[[ Recorded information open ]]

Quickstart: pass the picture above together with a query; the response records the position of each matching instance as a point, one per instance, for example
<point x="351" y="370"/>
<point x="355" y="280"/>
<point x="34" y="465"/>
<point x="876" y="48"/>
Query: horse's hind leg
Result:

[[ Recorded information closed ]]
[[ Recorded information open ]]

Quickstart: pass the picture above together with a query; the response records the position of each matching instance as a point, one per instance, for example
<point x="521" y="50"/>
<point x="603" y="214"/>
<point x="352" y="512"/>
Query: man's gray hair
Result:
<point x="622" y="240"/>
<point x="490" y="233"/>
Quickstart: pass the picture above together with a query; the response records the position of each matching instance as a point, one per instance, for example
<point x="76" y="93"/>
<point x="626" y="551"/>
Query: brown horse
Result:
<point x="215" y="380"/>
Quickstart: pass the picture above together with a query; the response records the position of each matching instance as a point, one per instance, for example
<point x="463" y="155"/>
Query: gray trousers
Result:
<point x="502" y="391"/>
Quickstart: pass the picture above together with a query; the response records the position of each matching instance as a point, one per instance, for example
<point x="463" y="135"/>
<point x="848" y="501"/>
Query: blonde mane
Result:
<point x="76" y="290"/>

[[ Recorded information closed ]]

**What is required**
Copy all the lines above that hold the string "gray".

**Answer to this exercise**
Query: man's gray hair
Query: gray trousers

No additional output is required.